- **MATERIAL SUPPLIED**

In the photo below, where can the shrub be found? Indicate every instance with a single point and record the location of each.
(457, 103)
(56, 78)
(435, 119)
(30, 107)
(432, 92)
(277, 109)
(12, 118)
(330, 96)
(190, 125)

- **SET EXERCISE**
Recast the listing above as a numbered list with one line per item, leaving out any blank lines.

- **TASK RESPONSE**
1. In the photo below, where can the shrub be found? Indicate every instance with a single point and record the location of each.
2. (457, 103)
3. (56, 78)
4. (435, 119)
5. (30, 107)
6. (432, 92)
7. (277, 109)
8. (12, 118)
9. (330, 96)
10. (190, 125)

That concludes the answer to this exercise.